## AUSZUG

_ _ _ _

# ISDN, DSL, VDSL, UMTS oder gar noch analog?



## Joachim (1. Dez. 2006)

Hallo Mituser!

Ein Jahr ist nun fast rum, seit wir die neue Forensoftware nutzen. Unsere User haben sich beinahe 
verdoppelt, es ist viel Text und Bild hinzugekommen - kurz, unser Forum läuft ganz gut.


Aber wie gut läuft es denn bei euch?
Läd es schnell oder doch eher lahm?
Gibts in der Bedienung noch Probleme?




So, und nun mal ne kleine Umfrage zum Thema Internetanbindung der User. Es können mehrere Sachen angekreuzt werden!


----------



## kwoddel (1. Dez. 2006)

*AW: ISDN, DSL, VDSL, UMTS oder gar noch analog?*

Hallo 
Da fehlt noch eins????

































Die Trommelverbindung


----------



## Joachim (1. Dez. 2006)

*AW: ISDN, DSL, VDSL, UMTS oder gar noch analog?*

Du ... - was fehlt dir denn? Ah, halt - was dir fehlt wissen wir doch alle...  


Also: Butter bei die Fische! WAS fehlt?


----------



## Steingarnele (1. Dez. 2006)

*AW: ISDN, DSL, VDSL, UMTS oder gar noch analog?*

Hallo Joachim,

wohl wie bei mir das DSL 1000


----------



## Joachim (1. Dez. 2006)

*AW: ISDN, DSL, VDSL, UMTS oder gar noch analog?*

Ok, Sorry - ich änder das DSL 2-6. Ich dachte 1000er gibbed gar nicht mehr...


----------



## Joachim (1. Dez. 2006)

*AW: ISDN, DSL, VDSL, UMTS oder gar noch analog?*

@Kwoddel
Boahh - dir wird die Farbe gekürzt.  und wenn schon, dann fehlen die Rauchzeichen ...


----------



## WERNER 02 (1. Dez. 2006)

*AW: ISDN, DSL, VDSL, UMTS oder gar noch analog?*

Sch...... !!

Hab leider nur das DSL 3000
6000 ist hier noch immer nicht verfügbar.
Doch das dreier reicht eigentlich für dieses Forum völlig aus.Gibt anfürsich nichts zu meckern,- was die Ladezeit anbelangt. 

Gruß
Werner


----------



## kwoddel (1. Dez. 2006)

*AW: ISDN, DSL, VDSL, UMTS oder gar noch analog?*

Aber ........................ die wissen immer noch nicht wie spät es ist


----------



## Dodi (1. Dez. 2006)

*AW: ISDN, DSL, VDSL, UMTS oder gar noch analog?*

Hallo, lieber und einziger Techniker!

Wir nutzen ADSL mit 16 Mbit.
Funzt alles super, im Forum wird alles schnell genug geladen.

@ Frank:
Aah, der ewige Nörgler macht seinem Namen mal wieder alle Ehre... - obwohl mich es auch etwas stört, dass die Zeit nie stimmt...

_ _ _ _

## AUFGABEN
1. Welche Verbindung mit welcher Geschwindigkeit nutzt Dodi laut dem Auszug?
2. Ziehe alle Zeilen aus den Einträgen heraus, in denen das Wort „could“ vorkommt.

## ÜBUNGSMATERIAL

_ _ _ _

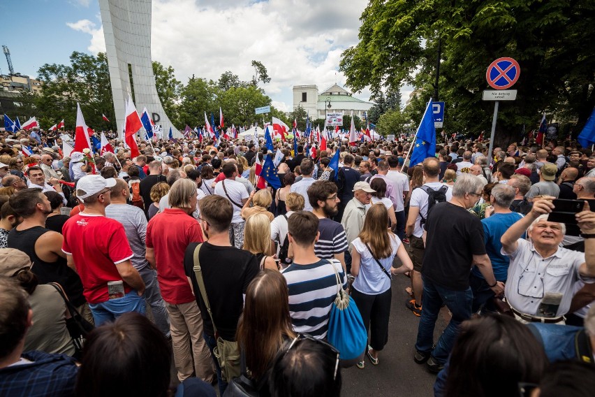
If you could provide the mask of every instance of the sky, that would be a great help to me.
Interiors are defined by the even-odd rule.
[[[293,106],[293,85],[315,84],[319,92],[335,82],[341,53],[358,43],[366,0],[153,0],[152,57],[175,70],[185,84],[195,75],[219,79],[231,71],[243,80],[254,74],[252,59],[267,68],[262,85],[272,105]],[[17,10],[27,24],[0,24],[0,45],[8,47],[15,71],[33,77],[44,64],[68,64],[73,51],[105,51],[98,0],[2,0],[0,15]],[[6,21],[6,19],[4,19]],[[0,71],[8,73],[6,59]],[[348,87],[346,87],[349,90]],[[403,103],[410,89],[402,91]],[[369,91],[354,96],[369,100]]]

_ _ _ _

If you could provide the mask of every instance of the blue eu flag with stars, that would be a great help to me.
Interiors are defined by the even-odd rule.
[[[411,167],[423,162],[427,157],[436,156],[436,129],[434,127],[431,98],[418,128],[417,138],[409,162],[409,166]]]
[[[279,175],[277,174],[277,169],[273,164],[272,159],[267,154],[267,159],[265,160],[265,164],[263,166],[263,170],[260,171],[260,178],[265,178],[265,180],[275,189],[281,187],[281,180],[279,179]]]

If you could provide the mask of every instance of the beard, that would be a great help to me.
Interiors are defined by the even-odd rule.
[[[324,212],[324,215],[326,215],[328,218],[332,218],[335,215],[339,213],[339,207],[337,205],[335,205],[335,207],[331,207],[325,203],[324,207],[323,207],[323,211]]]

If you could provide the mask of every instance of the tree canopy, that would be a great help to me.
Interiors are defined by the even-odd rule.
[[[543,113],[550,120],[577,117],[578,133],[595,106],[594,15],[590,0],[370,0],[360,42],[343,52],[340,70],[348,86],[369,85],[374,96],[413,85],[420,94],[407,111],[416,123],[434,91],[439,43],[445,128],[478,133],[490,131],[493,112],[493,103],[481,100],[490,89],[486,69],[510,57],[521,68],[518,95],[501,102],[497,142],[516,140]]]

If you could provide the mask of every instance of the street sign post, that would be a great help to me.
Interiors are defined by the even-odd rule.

_ _ _ _

## LÖSUNGEN
1. ADSL mit 16 Mbit.

2.
If you could provide the mask of every instance of the sky, that would be a great help to me.
If you could provide the mask of every instance of the blue eu flag with stars, that would be a great help to me.
If you could provide the mask of every instance of the beard, that would be a great help to me.
If you could provide the mask of every instance of the tree canopy, that would be a great help to me.
If you could provide the mask of every instance of the street sign post, that would be a great help to me.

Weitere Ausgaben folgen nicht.